* **Text**:
5. Timeliness of Submitting Orders
You are obliged to date and indicate the time of receipt of all orders you
receive from your customers and to transmit promptly all orders to us in
time to provide for processing at the price next determined after receipt
by you, in accordance with the Prospectuses. You are not to withhold
placing with us orders received from any customers for the purchase of
shares. You shall not purchase shares through us except for the purpose of
covering purchase orders already received by you, or for your bona fide
investment.
6. Repurchase of Shares
If any share is repurchased by any of the Funds or is tendered thereto for
redemption within seven business days after confirmation by us of the
original purchase order from you for such security, you shall forthwith
refund to us the full compensation paid to you on the original sale.
7. Processing Redemption Requests
You shall not purchase any share of any of the Funds from a record holder
at a price lower than the net asset value next determined by or for the
Funds' shares. You shall, however, be permitted to sell any shares for the
account of a shareholder of the Funds at the net asset value currently
quoted by or for the Funds' shares, and may charge a fair service fee for
handling the transaction provided you disclose the fee to the record owner.

* **Given exercise A**: Output the agreement text from "5. Timeliness of" to "the original sale.", copied word for word.

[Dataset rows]
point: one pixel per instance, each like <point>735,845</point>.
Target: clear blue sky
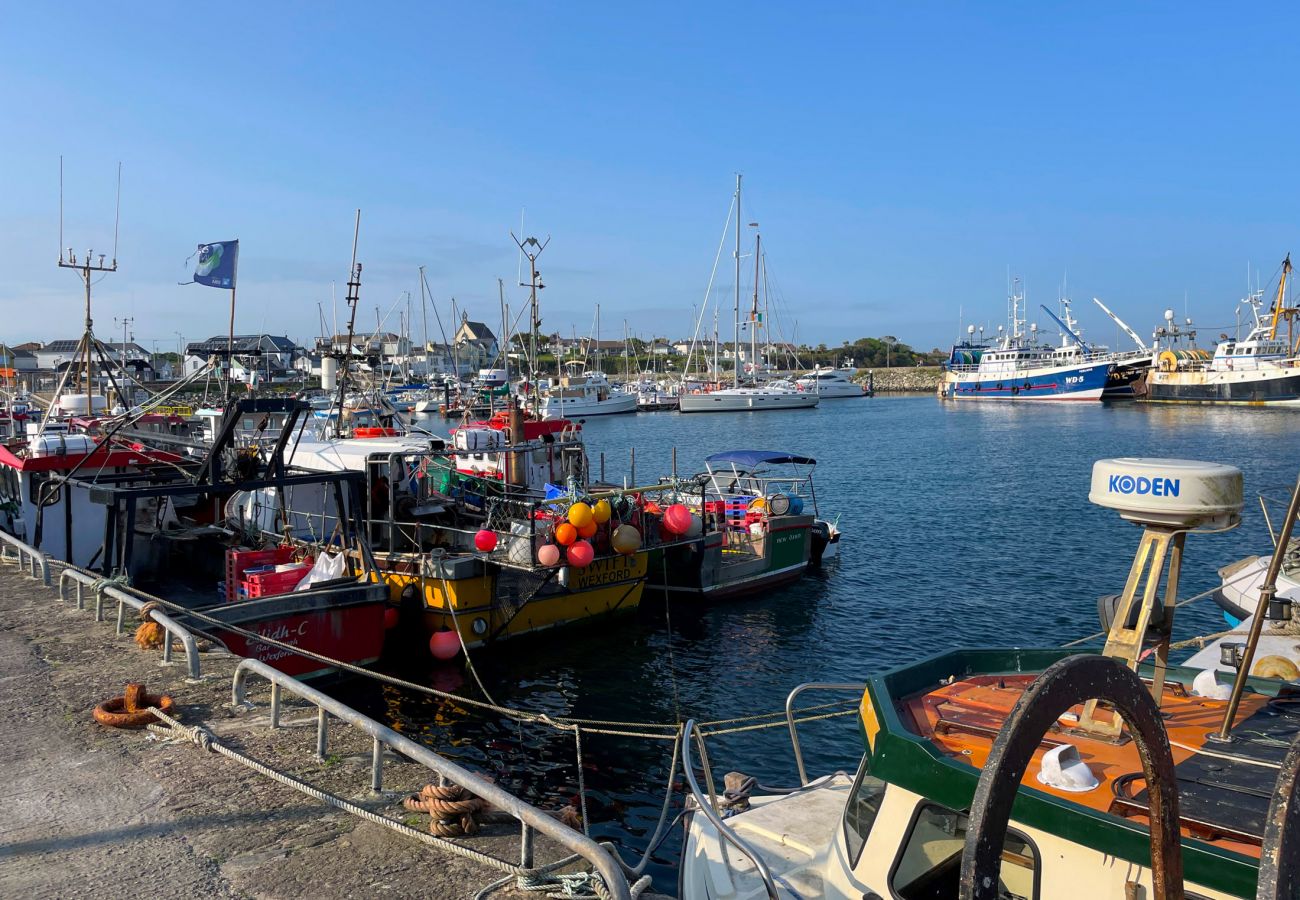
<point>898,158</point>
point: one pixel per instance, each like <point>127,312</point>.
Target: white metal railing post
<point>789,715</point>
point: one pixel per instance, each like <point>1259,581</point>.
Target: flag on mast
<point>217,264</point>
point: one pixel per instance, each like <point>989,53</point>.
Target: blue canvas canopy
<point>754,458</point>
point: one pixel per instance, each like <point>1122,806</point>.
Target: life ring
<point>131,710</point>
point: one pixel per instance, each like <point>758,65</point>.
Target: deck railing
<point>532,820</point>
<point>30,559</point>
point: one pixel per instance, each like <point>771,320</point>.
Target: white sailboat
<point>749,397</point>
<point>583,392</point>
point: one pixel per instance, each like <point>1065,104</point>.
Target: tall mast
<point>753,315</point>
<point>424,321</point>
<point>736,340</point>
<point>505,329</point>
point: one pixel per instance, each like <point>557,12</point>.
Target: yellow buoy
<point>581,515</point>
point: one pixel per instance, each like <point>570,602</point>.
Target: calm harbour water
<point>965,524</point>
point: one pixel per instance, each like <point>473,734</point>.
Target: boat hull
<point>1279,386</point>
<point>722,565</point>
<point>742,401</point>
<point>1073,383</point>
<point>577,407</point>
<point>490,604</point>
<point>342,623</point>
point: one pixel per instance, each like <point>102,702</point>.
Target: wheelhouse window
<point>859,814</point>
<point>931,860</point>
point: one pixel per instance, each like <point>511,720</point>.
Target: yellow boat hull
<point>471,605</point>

* **Given exercise B**: In the entries, from the line with "point: one pixel per instance, each like <point>102,702</point>." through the last line, change "wheelhouse window" to "bridge window" and keep everything else the same. Return only those lines.

* **Task response A**:
5. Timeliness of Submitting Orders
You are obliged to date and indicate the time of receipt of all orders you
receive from your customers and to transmit promptly all orders to us in
time to provide for processing at the price next determined after receipt
by you, in accordance with the Prospectuses. You are not to withhold
placing with us orders received from any customers for the purchase of
shares. You shall not purchase shares through us except for the purpose of
covering purchase orders already received by you, or for your bona fide
investment.
6. Repurchase of Shares
If any share is repurchased by any of the Funds or is tendered thereto for
redemption within seven business days after confirmation by us of the
original purchase order from you for such security, you shall forthwith
refund to us the full compensation paid to you on the original sale.

* **Task response B**:
point: one pixel per instance, each like <point>102,702</point>.
Target: bridge window
<point>859,814</point>
<point>931,860</point>
point: one pixel per instance, each like <point>511,720</point>.
Target: yellow boat hull
<point>471,605</point>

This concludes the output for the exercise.